▶ **Exercise input**
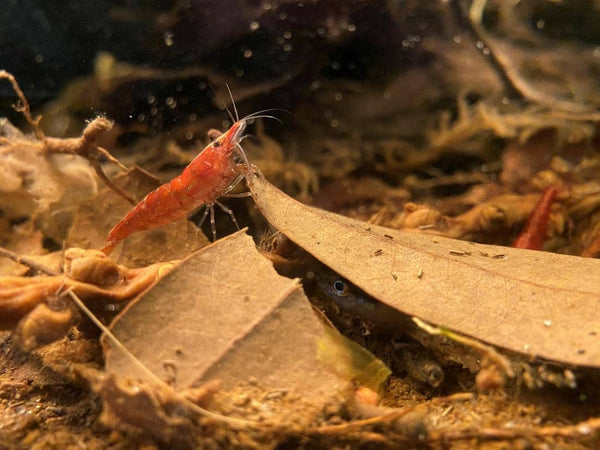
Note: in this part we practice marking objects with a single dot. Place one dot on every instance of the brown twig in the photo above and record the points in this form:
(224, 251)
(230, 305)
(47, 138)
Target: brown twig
(86, 147)
(582, 429)
(24, 107)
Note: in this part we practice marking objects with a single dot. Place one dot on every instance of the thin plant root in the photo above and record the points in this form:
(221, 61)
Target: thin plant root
(24, 106)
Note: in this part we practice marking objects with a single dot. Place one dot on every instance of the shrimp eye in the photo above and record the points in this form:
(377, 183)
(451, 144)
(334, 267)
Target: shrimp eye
(340, 288)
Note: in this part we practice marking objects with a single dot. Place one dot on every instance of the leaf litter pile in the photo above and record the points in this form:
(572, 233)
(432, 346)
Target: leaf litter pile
(372, 299)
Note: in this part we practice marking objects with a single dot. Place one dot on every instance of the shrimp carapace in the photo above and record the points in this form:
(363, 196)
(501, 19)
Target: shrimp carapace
(212, 174)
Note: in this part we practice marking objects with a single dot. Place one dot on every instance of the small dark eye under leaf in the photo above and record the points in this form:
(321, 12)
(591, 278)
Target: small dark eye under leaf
(341, 288)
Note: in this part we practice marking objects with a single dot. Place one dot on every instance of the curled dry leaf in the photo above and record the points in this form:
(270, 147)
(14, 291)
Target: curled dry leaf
(225, 314)
(531, 302)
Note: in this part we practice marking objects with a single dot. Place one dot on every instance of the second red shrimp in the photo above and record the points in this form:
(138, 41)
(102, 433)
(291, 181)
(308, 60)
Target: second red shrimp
(209, 176)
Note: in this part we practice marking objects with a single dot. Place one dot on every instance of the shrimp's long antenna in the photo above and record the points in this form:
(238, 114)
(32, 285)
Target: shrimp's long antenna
(237, 117)
(224, 105)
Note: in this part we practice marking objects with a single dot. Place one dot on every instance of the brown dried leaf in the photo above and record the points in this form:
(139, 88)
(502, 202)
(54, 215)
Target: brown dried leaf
(31, 181)
(225, 314)
(96, 218)
(533, 302)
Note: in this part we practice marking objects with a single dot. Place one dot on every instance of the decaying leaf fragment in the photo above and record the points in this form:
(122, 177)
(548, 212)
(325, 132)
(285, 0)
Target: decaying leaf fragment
(37, 306)
(532, 302)
(225, 314)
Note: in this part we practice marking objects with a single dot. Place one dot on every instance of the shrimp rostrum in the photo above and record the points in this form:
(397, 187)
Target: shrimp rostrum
(211, 175)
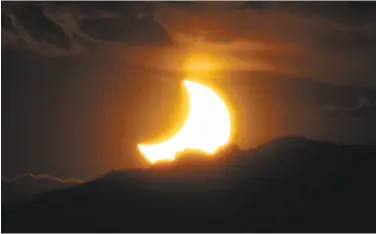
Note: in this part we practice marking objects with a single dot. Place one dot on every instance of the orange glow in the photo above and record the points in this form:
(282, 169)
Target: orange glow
(207, 127)
(200, 63)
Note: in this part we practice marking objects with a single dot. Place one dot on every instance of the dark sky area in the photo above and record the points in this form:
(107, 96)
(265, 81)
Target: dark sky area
(84, 82)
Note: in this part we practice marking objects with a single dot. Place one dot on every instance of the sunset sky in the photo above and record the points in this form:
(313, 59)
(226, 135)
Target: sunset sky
(84, 82)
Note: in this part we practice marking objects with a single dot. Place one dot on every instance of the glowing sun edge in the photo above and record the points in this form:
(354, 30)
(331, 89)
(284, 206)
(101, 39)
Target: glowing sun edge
(207, 127)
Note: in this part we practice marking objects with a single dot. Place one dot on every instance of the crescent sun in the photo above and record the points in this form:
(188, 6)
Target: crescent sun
(207, 127)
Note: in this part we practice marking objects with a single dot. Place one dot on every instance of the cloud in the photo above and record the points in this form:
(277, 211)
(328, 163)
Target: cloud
(43, 177)
(363, 108)
(55, 29)
(334, 47)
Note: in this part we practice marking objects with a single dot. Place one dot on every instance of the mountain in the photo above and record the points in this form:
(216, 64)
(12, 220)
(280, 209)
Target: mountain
(28, 186)
(291, 184)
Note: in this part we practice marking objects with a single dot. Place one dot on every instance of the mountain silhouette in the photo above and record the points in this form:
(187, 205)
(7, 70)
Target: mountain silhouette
(27, 186)
(291, 184)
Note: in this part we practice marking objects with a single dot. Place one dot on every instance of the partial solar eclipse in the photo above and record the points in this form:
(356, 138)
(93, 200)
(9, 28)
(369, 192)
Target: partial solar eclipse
(207, 127)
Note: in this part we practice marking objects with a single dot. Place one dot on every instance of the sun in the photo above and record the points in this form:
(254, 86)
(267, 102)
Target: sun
(207, 127)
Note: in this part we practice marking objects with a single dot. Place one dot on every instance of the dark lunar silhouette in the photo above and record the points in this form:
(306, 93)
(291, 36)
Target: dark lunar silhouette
(290, 184)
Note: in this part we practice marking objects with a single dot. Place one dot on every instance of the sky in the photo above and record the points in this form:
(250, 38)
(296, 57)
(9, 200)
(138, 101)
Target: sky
(84, 82)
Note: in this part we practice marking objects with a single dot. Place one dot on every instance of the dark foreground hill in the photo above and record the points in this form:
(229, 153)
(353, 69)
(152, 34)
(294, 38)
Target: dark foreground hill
(288, 185)
(27, 186)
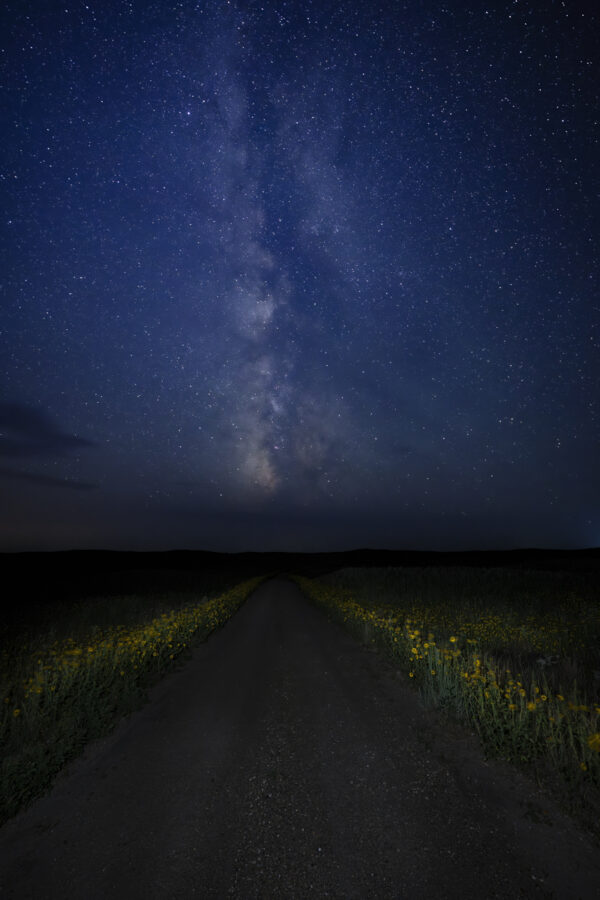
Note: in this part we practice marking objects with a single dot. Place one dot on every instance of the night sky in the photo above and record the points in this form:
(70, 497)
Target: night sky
(299, 276)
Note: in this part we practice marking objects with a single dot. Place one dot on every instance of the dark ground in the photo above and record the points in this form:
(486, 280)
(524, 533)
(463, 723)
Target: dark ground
(286, 760)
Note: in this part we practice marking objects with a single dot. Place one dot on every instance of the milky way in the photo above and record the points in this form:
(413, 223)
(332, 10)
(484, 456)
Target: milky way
(299, 276)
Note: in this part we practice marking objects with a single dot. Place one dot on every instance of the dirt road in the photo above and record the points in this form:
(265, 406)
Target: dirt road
(286, 760)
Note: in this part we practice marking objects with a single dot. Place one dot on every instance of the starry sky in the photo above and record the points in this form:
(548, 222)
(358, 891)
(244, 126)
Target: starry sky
(299, 275)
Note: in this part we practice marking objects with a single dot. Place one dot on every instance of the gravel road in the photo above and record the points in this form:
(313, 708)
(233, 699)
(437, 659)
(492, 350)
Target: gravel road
(286, 760)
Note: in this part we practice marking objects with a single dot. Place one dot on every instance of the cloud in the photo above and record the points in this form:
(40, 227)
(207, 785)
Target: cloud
(28, 432)
(47, 480)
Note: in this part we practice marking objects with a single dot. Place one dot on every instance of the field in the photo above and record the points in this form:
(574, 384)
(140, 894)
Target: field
(69, 671)
(513, 654)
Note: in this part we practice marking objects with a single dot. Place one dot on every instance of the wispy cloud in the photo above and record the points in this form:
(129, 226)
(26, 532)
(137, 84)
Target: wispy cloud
(46, 480)
(28, 432)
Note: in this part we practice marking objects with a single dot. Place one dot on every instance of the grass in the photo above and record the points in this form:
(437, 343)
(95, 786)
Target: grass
(514, 655)
(72, 673)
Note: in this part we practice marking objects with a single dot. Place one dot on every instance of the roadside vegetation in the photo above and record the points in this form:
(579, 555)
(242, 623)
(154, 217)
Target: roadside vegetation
(514, 655)
(69, 676)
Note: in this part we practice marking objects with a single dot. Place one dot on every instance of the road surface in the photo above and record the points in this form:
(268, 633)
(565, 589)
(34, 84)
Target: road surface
(287, 760)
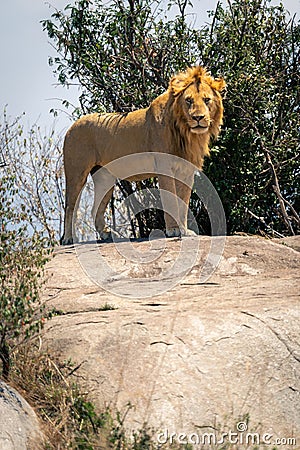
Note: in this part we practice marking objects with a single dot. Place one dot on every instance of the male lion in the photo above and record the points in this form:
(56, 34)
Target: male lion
(179, 122)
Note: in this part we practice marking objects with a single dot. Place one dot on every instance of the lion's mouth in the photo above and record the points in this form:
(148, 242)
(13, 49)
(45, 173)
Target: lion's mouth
(199, 128)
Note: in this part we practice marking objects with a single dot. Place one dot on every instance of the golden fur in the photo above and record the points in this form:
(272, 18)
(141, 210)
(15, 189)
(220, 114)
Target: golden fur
(179, 122)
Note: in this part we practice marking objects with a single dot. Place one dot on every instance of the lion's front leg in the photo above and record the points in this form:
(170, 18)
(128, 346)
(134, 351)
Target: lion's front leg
(103, 189)
(170, 205)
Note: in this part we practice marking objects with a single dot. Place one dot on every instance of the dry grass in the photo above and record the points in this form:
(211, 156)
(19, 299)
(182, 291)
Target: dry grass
(67, 418)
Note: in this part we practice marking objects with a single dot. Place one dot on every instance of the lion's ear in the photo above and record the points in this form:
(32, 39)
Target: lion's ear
(219, 85)
(177, 84)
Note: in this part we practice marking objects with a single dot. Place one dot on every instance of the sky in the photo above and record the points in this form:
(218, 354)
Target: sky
(27, 83)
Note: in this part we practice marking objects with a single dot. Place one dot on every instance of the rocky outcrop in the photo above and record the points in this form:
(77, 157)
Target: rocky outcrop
(203, 355)
(19, 426)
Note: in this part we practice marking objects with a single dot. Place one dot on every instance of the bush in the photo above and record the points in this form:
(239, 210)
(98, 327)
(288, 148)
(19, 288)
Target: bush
(122, 54)
(22, 259)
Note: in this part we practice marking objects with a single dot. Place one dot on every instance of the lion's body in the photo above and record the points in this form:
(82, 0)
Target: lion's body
(179, 122)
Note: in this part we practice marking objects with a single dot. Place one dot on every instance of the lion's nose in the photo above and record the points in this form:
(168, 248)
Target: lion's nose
(198, 118)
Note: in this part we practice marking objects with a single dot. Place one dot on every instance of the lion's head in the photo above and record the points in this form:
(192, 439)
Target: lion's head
(195, 111)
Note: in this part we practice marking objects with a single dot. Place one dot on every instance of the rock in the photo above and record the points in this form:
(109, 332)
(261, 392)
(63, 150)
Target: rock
(19, 426)
(210, 350)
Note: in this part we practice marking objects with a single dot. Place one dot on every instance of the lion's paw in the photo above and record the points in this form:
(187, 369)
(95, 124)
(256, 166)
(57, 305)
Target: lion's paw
(188, 232)
(173, 232)
(68, 240)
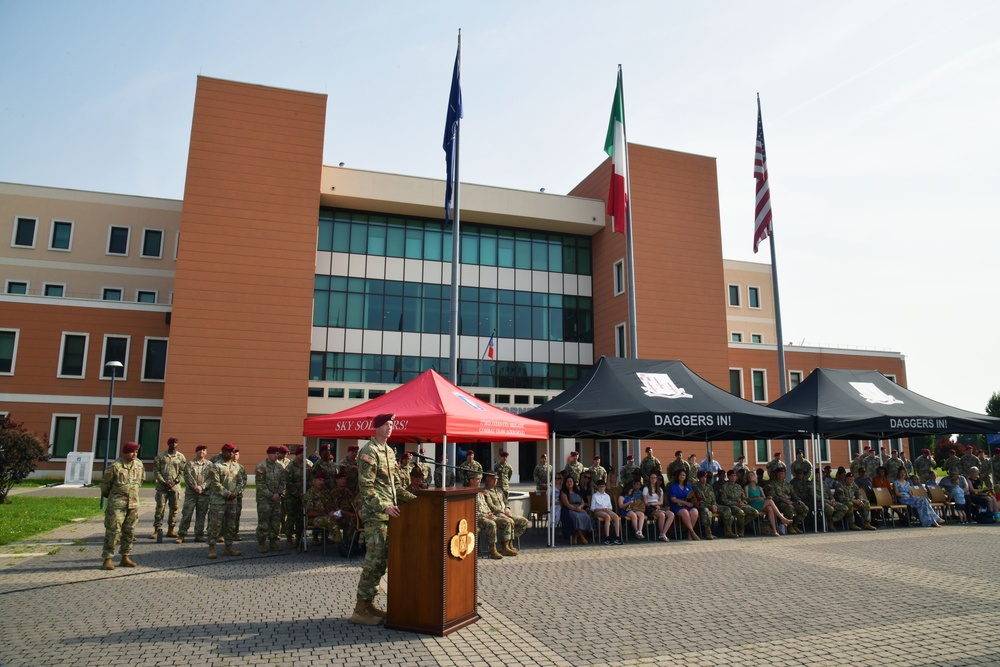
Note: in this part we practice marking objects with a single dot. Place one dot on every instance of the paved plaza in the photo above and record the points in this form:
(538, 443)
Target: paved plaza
(904, 596)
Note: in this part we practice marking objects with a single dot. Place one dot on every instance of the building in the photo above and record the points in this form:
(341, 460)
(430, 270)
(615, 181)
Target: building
(281, 288)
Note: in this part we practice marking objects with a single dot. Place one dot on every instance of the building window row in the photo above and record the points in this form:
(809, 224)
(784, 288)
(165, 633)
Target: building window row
(397, 369)
(484, 245)
(753, 296)
(392, 305)
(74, 351)
(65, 437)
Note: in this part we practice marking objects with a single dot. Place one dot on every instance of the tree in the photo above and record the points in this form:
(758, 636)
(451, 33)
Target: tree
(20, 452)
(993, 405)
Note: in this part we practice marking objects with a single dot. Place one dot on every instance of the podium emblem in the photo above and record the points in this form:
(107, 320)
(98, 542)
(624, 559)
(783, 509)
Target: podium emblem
(463, 543)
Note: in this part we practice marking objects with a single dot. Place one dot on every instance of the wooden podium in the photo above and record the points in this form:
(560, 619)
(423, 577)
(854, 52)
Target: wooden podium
(431, 591)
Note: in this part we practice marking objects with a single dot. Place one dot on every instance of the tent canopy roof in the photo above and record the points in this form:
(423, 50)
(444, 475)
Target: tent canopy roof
(665, 400)
(427, 408)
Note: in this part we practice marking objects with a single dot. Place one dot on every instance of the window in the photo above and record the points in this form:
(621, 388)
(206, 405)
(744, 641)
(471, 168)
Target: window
(152, 243)
(154, 359)
(64, 429)
(101, 438)
(794, 379)
(62, 235)
(619, 277)
(736, 382)
(24, 232)
(759, 378)
(73, 355)
(118, 240)
(762, 451)
(115, 349)
(8, 350)
(734, 296)
(621, 347)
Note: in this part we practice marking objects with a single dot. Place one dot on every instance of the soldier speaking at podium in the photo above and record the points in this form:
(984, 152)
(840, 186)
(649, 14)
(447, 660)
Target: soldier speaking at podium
(380, 493)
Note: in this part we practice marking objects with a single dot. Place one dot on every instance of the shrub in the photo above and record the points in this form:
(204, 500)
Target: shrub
(20, 451)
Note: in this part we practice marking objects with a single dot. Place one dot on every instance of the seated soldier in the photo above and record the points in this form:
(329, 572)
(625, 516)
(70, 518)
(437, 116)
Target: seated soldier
(602, 507)
(321, 510)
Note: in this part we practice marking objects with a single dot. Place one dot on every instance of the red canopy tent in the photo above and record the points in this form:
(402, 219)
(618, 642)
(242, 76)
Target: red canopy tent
(428, 408)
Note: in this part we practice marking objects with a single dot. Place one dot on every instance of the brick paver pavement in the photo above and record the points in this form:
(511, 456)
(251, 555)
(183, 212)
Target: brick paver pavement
(905, 596)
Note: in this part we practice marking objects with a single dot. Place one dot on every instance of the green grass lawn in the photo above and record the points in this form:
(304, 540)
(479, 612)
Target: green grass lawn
(25, 516)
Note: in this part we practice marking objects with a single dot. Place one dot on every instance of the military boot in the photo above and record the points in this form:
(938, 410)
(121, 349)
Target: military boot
(362, 616)
(374, 610)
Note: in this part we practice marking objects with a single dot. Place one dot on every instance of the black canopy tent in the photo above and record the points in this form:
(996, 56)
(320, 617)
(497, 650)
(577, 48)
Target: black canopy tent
(867, 404)
(660, 400)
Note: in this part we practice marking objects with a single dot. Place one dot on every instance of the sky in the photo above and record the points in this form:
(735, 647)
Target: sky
(880, 119)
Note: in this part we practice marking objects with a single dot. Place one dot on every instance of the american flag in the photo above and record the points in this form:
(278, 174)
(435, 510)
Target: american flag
(762, 222)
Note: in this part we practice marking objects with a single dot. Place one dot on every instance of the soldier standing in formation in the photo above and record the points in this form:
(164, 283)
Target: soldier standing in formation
(381, 494)
(120, 485)
(226, 484)
(169, 468)
(196, 473)
(270, 482)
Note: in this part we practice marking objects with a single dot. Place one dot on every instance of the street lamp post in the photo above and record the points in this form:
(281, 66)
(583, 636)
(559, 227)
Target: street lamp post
(112, 367)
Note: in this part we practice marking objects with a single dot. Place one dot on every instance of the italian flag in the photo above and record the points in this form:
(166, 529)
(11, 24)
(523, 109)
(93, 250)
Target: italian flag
(614, 146)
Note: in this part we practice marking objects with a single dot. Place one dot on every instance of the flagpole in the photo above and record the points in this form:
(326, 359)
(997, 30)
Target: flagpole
(633, 334)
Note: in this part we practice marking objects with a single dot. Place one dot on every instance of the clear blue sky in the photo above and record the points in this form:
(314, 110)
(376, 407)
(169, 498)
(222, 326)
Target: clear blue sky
(880, 120)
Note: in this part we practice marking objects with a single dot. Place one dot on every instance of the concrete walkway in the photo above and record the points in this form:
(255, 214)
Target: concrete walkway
(905, 596)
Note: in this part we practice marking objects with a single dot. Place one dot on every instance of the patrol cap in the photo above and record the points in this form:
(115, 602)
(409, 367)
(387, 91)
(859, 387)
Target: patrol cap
(382, 419)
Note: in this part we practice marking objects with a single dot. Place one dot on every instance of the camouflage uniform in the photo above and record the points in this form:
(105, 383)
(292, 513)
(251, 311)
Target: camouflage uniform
(319, 503)
(469, 470)
(509, 527)
(380, 487)
(847, 493)
(169, 470)
(923, 465)
(504, 473)
(707, 495)
(196, 473)
(120, 485)
(294, 526)
(543, 473)
(784, 496)
(270, 481)
(225, 480)
(732, 496)
(629, 472)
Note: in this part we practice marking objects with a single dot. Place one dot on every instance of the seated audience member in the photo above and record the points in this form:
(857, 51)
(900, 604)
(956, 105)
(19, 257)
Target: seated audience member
(926, 514)
(981, 493)
(765, 506)
(654, 500)
(632, 507)
(575, 520)
(880, 481)
(734, 497)
(604, 513)
(683, 503)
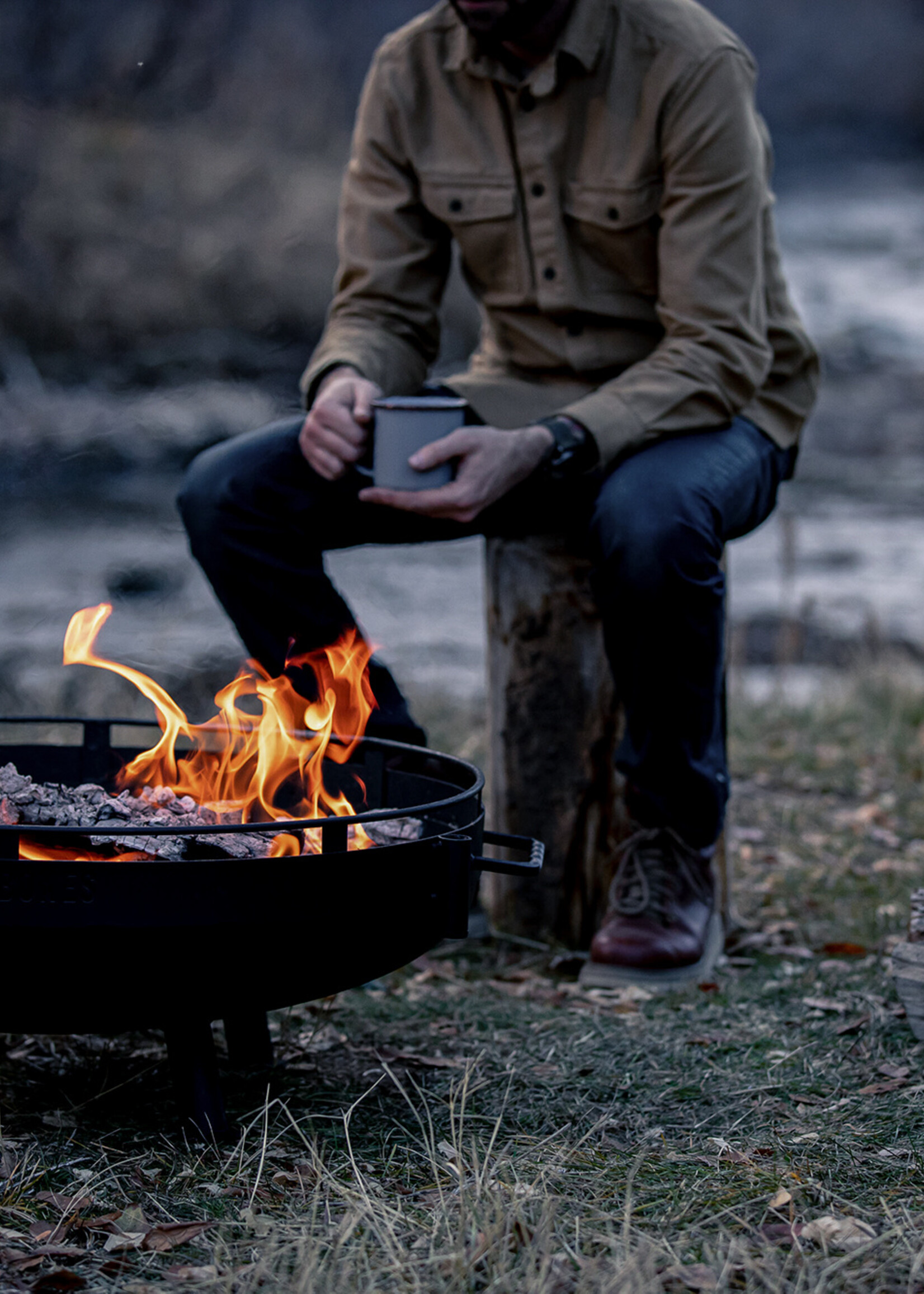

▶ **Problem details**
Shift each answer coordinate by adding 147 to both of its numbers, and reproduce the rows above starting at the line containing "of the camouflage" and ending at the end of the rows, with the request lines and their sample points kept unchanged. Omit the pictures.

▶ **Correct output**
Note: in this part we practice marking objects with a single dot. Place one dot on every instance of the camouflage uniform in the photo above and record the points in this form:
(105, 383)
(292, 513)
(251, 311)
Target: camouflage uniform
(466, 650)
(616, 617)
(656, 674)
(527, 634)
(994, 640)
(316, 617)
(1070, 612)
(651, 620)
(854, 642)
(343, 620)
(267, 632)
(441, 673)
(690, 620)
(931, 643)
(417, 628)
(372, 627)
(879, 643)
(776, 619)
Note: in this part we practice marking objects with a single dot. Place one dot on every instance of the seated audience member in the photo above and record the points in this form:
(857, 51)
(900, 604)
(956, 105)
(19, 257)
Target: seated audience member
(1073, 661)
(1128, 640)
(912, 653)
(801, 647)
(779, 654)
(722, 667)
(1027, 628)
(881, 644)
(751, 660)
(830, 650)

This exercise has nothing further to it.